- [Task data]
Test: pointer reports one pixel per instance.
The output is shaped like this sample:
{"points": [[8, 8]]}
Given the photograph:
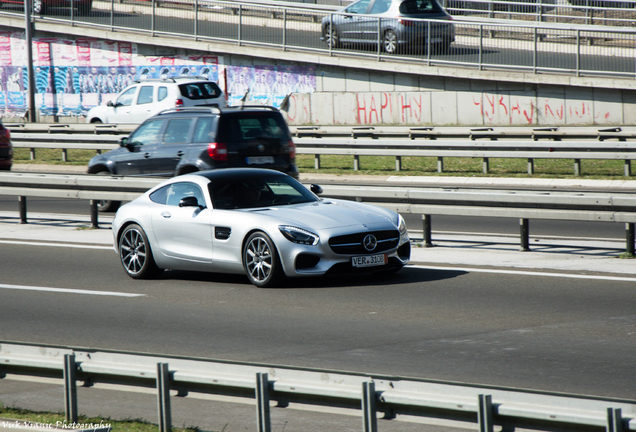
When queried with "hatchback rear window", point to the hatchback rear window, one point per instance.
{"points": [[413, 7], [200, 90]]}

- [What is being asked]
Which lines in the entries above contain the word "instance"? Find each one and copy it in full, matching case exactly.

- [Finished exercise]
Test: pointer reports one pixel per instance.
When queried with "hatchback rear window", point to the hatchback rear window, one point per instance.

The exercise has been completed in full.